#### [TO BE DONE]
Copy out only the lines of the records between the line containing "Find the bokeh" and the line containing "<point>70,160</point>", inclusive, keeping every line and multiplying each coordinate in the answer points by 1.8, rounded to whole numbers with halves rounded up. Leave all other numbers unchanged.

#### [INPUT RECORDS]
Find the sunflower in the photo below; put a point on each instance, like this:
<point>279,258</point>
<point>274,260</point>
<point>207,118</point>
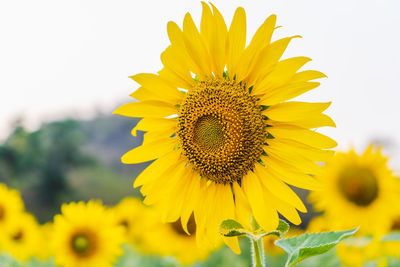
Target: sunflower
<point>225,140</point>
<point>86,235</point>
<point>131,214</point>
<point>22,237</point>
<point>359,189</point>
<point>11,206</point>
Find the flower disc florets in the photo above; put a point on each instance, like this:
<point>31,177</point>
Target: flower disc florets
<point>221,129</point>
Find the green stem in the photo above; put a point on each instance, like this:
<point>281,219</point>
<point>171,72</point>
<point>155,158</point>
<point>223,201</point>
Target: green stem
<point>258,253</point>
<point>257,246</point>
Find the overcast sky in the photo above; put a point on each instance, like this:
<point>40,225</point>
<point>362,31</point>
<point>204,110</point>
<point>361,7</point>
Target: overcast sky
<point>73,58</point>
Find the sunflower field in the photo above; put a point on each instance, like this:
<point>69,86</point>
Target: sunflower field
<point>229,166</point>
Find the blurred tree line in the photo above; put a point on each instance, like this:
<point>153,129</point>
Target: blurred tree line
<point>69,160</point>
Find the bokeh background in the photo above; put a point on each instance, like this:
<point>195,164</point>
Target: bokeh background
<point>65,65</point>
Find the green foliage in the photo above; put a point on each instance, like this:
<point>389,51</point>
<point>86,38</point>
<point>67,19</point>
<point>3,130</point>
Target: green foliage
<point>233,228</point>
<point>308,245</point>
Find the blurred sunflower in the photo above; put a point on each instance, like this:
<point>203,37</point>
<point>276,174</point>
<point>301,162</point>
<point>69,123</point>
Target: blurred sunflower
<point>86,235</point>
<point>171,239</point>
<point>359,189</point>
<point>131,214</point>
<point>11,206</point>
<point>22,238</point>
<point>225,140</point>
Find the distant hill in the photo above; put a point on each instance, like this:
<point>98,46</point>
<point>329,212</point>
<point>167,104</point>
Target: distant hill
<point>70,160</point>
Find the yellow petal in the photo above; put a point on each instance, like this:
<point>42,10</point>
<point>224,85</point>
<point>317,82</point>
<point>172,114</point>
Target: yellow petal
<point>175,34</point>
<point>296,162</point>
<point>151,137</point>
<point>144,94</point>
<point>308,137</point>
<point>195,47</point>
<point>154,124</point>
<point>267,60</point>
<point>243,210</point>
<point>286,92</point>
<point>176,56</point>
<point>292,111</point>
<point>173,75</point>
<point>260,39</point>
<point>265,215</point>
<point>149,151</point>
<point>236,40</point>
<point>282,74</point>
<point>290,175</point>
<point>158,86</point>
<point>147,108</point>
<point>158,168</point>
<point>278,188</point>
<point>308,75</point>
<point>217,45</point>
<point>287,146</point>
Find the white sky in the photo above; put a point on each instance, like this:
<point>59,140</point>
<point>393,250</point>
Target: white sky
<point>71,58</point>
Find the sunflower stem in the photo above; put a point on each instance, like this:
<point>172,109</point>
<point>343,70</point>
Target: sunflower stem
<point>257,247</point>
<point>258,253</point>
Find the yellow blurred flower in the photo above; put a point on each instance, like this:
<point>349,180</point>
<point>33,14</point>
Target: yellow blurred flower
<point>356,251</point>
<point>132,215</point>
<point>360,190</point>
<point>22,238</point>
<point>86,235</point>
<point>225,140</point>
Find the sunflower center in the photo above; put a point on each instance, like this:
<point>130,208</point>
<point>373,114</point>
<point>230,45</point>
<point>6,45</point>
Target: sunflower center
<point>221,129</point>
<point>359,185</point>
<point>82,244</point>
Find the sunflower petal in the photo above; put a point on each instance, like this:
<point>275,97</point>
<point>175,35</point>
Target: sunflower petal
<point>278,188</point>
<point>158,86</point>
<point>154,124</point>
<point>236,40</point>
<point>157,168</point>
<point>265,215</point>
<point>149,151</point>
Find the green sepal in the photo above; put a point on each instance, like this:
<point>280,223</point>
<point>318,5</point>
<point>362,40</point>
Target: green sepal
<point>231,228</point>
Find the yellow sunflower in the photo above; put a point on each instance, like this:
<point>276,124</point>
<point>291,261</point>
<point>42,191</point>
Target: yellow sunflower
<point>11,206</point>
<point>22,237</point>
<point>360,190</point>
<point>225,140</point>
<point>131,214</point>
<point>86,235</point>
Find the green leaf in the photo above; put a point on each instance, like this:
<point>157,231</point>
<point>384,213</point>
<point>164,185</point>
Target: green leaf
<point>232,228</point>
<point>307,245</point>
<point>393,236</point>
<point>282,229</point>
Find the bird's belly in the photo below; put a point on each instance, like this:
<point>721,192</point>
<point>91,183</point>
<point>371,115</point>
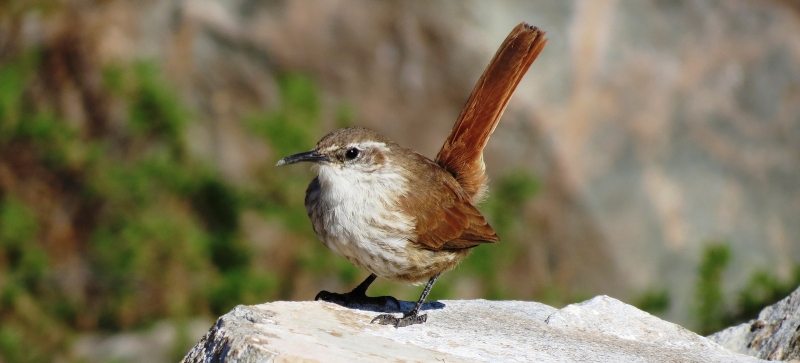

#### [CORRECT OUTPUT]
Find the bokeh background in the photo above; put a point on each instance, like this:
<point>195,164</point>
Target: bokeh background
<point>117,117</point>
Find the green foliage in the photo above; put a point on each instance, like this:
<point>389,51</point>
<point>86,38</point>
<point>67,19</point>
<point>3,130</point>
Target: green foliage
<point>419,410</point>
<point>554,441</point>
Find the blurred sunflower in the photo above; put a point on each instance, like this:
<point>203,37</point>
<point>276,174</point>
<point>301,162</point>
<point>69,123</point>
Target: blurred sunflower
<point>155,423</point>
<point>308,430</point>
<point>646,340</point>
<point>236,385</point>
<point>20,371</point>
<point>40,428</point>
<point>405,252</point>
Find the distant hill in the photo above; put a point on each instance, like this:
<point>98,46</point>
<point>329,212</point>
<point>167,104</point>
Target: distant hill
<point>126,288</point>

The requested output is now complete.